**YOUR INSTRUCTIONS:**
Copy exactly the lines from the one containing "of the unopened" through the last line of the records, both included, and nothing more.

==== LISTED ENTRIES ====

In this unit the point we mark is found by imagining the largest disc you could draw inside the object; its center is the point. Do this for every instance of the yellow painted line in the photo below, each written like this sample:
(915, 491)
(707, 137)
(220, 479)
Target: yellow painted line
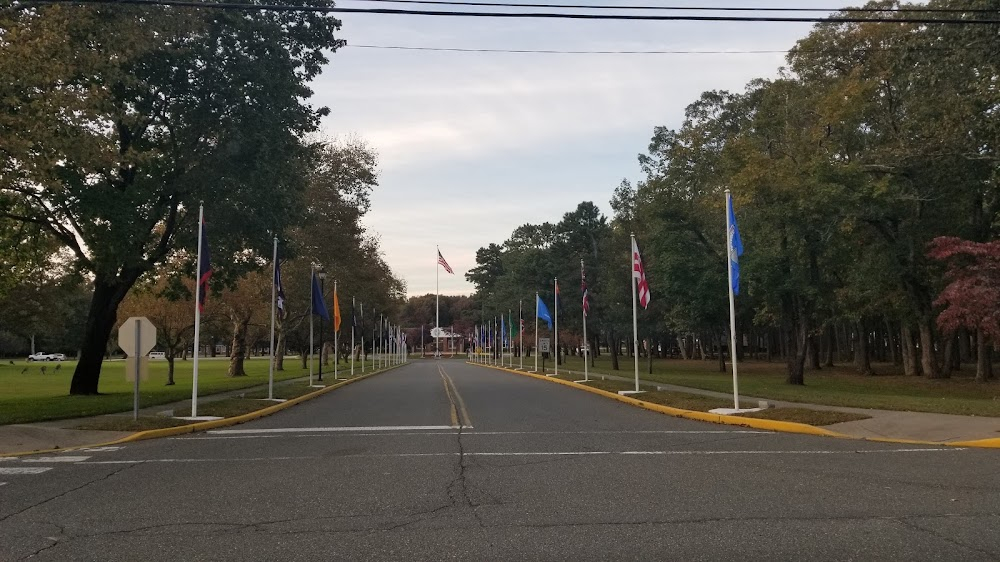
(451, 401)
(466, 420)
(213, 424)
(755, 423)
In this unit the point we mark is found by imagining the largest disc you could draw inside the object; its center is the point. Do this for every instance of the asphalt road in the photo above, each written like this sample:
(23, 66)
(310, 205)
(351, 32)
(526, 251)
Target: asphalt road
(447, 461)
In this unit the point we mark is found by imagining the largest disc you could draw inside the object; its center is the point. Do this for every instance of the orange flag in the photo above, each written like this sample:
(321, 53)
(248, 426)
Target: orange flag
(336, 311)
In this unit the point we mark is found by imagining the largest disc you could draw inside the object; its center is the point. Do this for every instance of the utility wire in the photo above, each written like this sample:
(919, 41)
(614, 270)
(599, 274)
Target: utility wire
(563, 52)
(511, 15)
(689, 8)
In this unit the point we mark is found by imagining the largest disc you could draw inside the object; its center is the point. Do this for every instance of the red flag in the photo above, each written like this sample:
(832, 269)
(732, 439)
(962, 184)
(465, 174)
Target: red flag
(444, 263)
(639, 273)
(204, 268)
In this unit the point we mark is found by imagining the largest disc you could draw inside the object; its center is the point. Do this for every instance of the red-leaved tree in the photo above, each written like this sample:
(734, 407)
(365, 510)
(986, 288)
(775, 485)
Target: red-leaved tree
(971, 299)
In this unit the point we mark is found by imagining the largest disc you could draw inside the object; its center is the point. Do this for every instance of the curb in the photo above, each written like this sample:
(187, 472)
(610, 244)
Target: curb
(206, 425)
(754, 423)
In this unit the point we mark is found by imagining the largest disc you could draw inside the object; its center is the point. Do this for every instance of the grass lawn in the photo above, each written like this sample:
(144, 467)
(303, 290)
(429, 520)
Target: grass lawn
(32, 396)
(839, 386)
(701, 403)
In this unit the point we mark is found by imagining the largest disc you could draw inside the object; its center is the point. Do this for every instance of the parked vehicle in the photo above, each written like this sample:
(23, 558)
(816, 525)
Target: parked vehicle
(42, 356)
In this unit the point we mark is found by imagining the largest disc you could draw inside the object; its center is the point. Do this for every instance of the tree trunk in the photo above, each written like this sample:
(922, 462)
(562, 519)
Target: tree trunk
(862, 355)
(911, 365)
(812, 352)
(170, 368)
(239, 349)
(984, 358)
(928, 361)
(279, 353)
(948, 356)
(613, 348)
(101, 319)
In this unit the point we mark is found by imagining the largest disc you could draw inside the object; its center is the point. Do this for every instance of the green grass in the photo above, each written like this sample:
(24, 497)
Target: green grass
(839, 386)
(125, 423)
(699, 403)
(802, 415)
(32, 396)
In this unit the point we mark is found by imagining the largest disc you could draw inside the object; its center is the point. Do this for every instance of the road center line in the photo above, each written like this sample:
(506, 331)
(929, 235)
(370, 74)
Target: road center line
(536, 454)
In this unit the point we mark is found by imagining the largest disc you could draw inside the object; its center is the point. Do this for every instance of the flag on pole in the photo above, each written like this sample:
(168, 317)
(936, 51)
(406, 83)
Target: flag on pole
(336, 310)
(204, 268)
(735, 246)
(639, 273)
(279, 289)
(543, 312)
(318, 304)
(444, 263)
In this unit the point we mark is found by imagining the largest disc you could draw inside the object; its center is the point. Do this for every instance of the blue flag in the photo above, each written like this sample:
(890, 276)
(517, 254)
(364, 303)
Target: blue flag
(735, 246)
(543, 312)
(319, 305)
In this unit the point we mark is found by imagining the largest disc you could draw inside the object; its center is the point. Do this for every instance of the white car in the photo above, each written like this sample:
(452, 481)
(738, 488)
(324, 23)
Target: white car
(42, 356)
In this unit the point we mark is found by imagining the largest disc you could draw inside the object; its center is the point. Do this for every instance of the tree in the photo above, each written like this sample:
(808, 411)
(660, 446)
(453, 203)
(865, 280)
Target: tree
(136, 114)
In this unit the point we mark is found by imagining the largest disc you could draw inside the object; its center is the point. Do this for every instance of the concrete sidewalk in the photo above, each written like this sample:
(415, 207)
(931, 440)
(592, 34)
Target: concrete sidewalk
(883, 424)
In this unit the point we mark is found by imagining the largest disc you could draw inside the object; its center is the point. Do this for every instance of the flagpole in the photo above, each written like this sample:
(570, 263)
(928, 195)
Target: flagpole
(336, 334)
(274, 296)
(536, 332)
(635, 325)
(586, 343)
(312, 312)
(352, 336)
(520, 329)
(437, 304)
(197, 314)
(555, 298)
(732, 300)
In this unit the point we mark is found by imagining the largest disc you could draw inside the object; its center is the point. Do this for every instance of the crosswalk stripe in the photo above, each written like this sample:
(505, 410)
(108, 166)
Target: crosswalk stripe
(57, 459)
(24, 469)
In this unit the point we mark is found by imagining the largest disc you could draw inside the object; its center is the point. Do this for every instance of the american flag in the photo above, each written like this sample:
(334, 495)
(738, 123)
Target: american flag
(444, 263)
(639, 273)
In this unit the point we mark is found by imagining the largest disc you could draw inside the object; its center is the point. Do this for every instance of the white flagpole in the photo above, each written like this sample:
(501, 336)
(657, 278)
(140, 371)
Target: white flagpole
(312, 283)
(536, 332)
(732, 301)
(336, 339)
(555, 301)
(437, 304)
(520, 329)
(197, 315)
(635, 320)
(352, 336)
(586, 343)
(274, 298)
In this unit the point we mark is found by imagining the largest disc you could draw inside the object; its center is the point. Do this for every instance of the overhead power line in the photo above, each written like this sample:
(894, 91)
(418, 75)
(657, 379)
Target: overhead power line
(688, 8)
(522, 15)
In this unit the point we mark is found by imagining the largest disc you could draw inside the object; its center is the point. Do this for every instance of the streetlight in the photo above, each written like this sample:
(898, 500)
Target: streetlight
(322, 291)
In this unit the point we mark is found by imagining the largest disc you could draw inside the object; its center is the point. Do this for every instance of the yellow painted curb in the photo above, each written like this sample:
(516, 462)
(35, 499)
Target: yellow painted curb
(755, 423)
(206, 425)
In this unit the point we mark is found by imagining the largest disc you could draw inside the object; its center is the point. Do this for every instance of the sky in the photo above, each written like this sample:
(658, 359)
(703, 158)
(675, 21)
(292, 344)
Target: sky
(473, 145)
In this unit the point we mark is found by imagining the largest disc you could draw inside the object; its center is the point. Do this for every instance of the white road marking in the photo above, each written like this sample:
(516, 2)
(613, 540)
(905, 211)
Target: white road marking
(452, 433)
(56, 459)
(538, 454)
(339, 429)
(24, 469)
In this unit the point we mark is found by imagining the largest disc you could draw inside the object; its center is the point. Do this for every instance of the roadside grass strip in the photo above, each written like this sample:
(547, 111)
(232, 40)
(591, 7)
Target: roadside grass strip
(188, 427)
(743, 421)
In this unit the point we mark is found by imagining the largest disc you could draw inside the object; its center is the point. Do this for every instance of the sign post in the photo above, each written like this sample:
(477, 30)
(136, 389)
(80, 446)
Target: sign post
(136, 338)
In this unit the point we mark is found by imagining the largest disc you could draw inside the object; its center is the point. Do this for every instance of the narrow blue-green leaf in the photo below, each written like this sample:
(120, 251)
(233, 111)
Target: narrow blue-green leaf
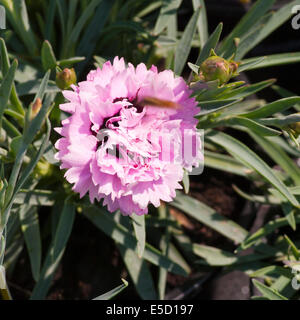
(5, 65)
(212, 106)
(293, 247)
(47, 56)
(186, 181)
(31, 230)
(55, 252)
(217, 257)
(279, 156)
(275, 21)
(140, 233)
(111, 294)
(281, 122)
(184, 46)
(268, 292)
(271, 270)
(267, 229)
(139, 273)
(84, 17)
(210, 217)
(272, 108)
(202, 21)
(256, 12)
(32, 87)
(168, 9)
(92, 33)
(272, 60)
(36, 197)
(49, 19)
(253, 126)
(225, 163)
(253, 161)
(248, 90)
(6, 88)
(120, 234)
(17, 15)
(289, 212)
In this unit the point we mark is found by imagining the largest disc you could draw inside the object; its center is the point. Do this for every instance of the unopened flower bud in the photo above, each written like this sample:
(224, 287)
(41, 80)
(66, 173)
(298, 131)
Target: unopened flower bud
(43, 169)
(66, 78)
(295, 127)
(36, 107)
(217, 68)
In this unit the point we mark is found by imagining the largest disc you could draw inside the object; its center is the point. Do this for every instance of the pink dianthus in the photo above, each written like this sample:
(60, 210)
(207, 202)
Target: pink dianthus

====

**OUTPUT FOR THIS TASK:**
In this unit the point we mark is found by imagining the largest disc you could draw inside the object; its center is the point. Do this for every instance of the unopened flower bud in the photo above, each written like this sample:
(224, 287)
(41, 80)
(66, 173)
(298, 131)
Target: unopened flower bud
(43, 169)
(66, 78)
(295, 127)
(36, 107)
(217, 68)
In this unit the point we mark is found by imagining the largest disc you could draw inside the object; its center is the point. Do this for every instance of the pink dianthus in the photo above, each written like this sample:
(60, 210)
(207, 202)
Target: pink dianthus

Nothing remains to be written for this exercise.